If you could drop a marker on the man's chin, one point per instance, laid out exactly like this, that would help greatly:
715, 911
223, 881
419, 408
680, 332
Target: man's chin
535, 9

----------

Give back each line above precisely as it stands.

■ **EXPECTED ANSWER**:
If you could drop a marker on the man's chin, one point per instance, laid out exactly like this, that would help greatly:
715, 911
223, 881
419, 408
680, 332
Target: man's chin
535, 9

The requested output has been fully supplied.